**PROBLEM**
Your answer should consist of each line below that contains the string "chair".

**RECORDS TO USE**
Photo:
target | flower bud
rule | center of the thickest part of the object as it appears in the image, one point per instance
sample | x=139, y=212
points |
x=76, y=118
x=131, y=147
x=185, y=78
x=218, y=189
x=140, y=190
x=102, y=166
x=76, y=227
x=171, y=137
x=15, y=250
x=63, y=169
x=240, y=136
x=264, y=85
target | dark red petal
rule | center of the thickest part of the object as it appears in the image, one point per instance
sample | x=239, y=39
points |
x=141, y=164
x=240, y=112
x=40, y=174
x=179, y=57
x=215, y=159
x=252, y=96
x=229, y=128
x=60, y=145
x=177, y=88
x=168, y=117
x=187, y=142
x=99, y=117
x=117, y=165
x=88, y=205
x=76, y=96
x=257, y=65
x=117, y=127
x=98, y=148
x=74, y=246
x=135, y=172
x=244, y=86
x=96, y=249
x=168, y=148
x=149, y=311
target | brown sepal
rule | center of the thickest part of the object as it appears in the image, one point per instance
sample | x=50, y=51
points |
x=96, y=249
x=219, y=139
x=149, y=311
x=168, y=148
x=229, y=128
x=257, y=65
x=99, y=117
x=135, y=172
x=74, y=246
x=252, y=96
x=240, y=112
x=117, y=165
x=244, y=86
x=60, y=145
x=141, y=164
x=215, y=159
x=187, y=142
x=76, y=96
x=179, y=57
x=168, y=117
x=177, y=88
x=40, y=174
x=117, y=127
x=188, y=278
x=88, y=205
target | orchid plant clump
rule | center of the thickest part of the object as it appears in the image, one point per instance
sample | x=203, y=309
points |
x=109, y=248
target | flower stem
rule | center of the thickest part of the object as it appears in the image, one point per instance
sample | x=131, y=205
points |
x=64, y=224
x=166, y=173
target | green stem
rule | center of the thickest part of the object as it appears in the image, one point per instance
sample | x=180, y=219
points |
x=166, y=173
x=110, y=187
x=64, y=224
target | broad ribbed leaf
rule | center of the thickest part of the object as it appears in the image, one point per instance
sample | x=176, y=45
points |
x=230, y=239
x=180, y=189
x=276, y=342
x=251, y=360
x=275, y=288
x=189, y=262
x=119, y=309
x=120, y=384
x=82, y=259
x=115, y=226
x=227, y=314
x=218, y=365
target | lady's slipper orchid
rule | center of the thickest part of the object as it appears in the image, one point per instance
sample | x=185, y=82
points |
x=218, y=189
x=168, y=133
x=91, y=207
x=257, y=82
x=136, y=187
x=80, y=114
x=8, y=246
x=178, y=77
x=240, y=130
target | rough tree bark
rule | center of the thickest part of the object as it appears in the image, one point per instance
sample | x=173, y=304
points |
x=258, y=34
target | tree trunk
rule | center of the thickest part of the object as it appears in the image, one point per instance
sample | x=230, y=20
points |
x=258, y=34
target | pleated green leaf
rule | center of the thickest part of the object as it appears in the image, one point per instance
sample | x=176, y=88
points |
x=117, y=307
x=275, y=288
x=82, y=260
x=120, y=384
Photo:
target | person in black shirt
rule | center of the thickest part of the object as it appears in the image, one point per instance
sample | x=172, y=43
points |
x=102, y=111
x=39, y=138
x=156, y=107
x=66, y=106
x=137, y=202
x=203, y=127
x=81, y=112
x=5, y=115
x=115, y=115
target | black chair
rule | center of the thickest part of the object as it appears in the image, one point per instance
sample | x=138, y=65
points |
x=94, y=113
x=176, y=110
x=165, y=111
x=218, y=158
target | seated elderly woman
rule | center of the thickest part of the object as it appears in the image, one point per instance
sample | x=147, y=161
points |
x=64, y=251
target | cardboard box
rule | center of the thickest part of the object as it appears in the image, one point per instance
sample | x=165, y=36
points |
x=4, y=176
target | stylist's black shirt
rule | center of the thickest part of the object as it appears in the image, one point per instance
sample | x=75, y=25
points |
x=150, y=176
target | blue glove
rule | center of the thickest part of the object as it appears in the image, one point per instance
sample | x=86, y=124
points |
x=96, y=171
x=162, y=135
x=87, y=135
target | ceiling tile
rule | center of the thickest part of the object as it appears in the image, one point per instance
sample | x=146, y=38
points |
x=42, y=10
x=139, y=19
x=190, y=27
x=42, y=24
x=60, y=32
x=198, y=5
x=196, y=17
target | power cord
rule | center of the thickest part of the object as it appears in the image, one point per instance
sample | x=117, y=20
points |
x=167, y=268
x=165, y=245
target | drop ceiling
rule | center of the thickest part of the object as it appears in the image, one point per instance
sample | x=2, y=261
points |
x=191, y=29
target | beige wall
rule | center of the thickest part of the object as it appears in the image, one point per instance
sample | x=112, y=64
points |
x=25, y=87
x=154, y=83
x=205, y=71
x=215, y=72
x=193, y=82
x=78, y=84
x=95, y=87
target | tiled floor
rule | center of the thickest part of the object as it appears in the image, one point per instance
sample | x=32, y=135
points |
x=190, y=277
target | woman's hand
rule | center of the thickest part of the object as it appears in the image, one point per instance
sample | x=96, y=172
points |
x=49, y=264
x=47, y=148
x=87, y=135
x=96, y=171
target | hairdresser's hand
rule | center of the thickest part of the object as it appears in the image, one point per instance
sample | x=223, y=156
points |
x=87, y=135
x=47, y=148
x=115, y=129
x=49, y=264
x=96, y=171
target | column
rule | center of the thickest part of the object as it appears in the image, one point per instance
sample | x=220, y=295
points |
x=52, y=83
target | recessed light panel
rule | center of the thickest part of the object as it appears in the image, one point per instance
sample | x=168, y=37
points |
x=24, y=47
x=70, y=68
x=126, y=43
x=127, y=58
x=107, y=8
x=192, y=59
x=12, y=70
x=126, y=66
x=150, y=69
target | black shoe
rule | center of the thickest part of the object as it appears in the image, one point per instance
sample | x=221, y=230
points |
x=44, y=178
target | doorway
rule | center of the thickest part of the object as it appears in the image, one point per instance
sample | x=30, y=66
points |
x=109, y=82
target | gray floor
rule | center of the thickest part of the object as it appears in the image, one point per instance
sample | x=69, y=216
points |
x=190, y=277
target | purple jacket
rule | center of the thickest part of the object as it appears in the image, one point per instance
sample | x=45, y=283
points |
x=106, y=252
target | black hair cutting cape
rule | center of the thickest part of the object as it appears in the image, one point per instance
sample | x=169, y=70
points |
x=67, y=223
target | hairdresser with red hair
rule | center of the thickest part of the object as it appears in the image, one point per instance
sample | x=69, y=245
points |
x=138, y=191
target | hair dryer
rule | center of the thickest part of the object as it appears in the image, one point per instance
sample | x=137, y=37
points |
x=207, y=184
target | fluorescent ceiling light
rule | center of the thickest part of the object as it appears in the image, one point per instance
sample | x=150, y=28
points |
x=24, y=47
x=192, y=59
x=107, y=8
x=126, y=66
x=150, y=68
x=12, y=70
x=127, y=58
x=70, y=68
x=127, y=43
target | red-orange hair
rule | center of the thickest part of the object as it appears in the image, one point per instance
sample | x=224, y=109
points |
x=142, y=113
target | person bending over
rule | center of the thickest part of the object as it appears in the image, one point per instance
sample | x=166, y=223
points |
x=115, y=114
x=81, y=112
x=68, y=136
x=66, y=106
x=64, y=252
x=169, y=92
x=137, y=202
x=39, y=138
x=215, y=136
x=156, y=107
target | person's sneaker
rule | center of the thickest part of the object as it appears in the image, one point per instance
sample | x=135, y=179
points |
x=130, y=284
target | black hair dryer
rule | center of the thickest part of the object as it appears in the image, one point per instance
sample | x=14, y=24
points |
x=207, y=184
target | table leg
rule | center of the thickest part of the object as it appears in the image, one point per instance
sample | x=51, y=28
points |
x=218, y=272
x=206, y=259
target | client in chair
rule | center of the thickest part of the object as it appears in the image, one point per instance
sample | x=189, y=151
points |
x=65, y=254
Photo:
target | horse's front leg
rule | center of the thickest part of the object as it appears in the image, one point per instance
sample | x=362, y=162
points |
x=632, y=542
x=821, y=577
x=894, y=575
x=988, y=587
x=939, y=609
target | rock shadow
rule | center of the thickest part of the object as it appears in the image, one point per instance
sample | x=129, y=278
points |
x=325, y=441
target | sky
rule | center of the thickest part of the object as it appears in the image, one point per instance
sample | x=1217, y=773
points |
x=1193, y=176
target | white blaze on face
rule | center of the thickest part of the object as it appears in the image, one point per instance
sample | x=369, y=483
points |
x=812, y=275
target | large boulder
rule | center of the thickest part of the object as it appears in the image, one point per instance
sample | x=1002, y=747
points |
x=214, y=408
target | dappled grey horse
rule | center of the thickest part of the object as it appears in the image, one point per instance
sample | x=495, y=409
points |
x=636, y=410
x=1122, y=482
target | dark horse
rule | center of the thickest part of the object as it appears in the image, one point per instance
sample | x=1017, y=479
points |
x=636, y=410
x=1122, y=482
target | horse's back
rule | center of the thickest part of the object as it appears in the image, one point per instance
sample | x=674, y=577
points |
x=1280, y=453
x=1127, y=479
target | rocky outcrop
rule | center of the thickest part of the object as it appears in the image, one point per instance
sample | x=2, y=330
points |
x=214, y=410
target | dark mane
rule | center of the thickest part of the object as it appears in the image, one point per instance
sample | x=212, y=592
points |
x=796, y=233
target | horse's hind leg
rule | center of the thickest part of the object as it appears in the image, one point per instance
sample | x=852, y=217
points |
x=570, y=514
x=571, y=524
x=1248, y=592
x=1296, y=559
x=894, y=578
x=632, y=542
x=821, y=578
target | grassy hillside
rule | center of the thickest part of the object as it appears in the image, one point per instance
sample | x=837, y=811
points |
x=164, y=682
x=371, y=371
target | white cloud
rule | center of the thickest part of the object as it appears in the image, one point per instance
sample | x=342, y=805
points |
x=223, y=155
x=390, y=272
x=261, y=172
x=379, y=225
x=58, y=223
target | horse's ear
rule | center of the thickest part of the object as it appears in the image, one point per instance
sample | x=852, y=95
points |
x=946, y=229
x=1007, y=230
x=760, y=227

**RESULT OF THE EXERCISE**
target | black chair
target | client in chair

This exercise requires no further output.